Dataset entries
========
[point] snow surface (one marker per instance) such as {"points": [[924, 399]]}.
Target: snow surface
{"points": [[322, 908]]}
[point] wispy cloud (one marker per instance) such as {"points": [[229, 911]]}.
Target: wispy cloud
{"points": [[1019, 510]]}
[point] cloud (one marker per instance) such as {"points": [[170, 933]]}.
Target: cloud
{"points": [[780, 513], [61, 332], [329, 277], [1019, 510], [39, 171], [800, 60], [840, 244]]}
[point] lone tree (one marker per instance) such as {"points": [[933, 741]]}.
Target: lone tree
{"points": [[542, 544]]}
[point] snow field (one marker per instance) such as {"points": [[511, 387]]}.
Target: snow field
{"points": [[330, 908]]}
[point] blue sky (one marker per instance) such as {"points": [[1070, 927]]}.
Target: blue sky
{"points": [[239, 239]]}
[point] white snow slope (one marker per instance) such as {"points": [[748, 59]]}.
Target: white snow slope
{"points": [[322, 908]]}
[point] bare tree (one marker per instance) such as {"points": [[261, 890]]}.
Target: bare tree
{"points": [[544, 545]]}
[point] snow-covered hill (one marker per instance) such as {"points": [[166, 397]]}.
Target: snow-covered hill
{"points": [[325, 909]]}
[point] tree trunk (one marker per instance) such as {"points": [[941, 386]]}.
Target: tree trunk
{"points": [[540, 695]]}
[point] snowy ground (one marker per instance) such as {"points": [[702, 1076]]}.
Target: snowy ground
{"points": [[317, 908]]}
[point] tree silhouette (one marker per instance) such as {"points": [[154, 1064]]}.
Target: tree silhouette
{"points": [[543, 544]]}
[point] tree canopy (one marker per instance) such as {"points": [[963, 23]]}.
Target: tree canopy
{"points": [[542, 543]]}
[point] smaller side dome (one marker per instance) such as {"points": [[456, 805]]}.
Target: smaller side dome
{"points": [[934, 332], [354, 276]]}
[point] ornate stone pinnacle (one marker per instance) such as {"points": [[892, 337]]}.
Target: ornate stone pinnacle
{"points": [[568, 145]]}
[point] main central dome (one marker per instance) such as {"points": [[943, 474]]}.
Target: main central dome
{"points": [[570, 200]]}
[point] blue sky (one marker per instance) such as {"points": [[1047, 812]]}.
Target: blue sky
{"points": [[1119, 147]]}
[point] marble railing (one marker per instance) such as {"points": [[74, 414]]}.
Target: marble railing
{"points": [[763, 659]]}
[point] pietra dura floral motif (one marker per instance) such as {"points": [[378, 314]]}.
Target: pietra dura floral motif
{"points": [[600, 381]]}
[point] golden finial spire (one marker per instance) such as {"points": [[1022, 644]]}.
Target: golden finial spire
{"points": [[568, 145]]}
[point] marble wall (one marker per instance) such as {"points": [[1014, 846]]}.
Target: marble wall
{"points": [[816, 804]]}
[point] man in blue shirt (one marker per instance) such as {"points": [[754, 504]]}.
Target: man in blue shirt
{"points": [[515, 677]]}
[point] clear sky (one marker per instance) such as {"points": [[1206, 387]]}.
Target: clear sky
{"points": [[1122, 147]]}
========
| Stated task |
Only the lines from the one containing "[point] golden finial" through the end of the material should be reproduced, exactly, with both ends included.

| Correct response |
[point] golden finial spire (one marker per instance) such as {"points": [[1022, 644]]}.
Target: golden finial spire
{"points": [[568, 145]]}
[point] marble wall (one marker per instance) such as {"points": [[1014, 846]]}.
Target: marble wall
{"points": [[816, 804]]}
[point] man in blue shirt (one marker per instance) such as {"points": [[754, 504]]}.
Target: man in blue shirt
{"points": [[515, 677]]}
[point] clear sky (one marker per instance) such as {"points": [[1206, 387]]}.
Target: clear sky
{"points": [[1122, 147]]}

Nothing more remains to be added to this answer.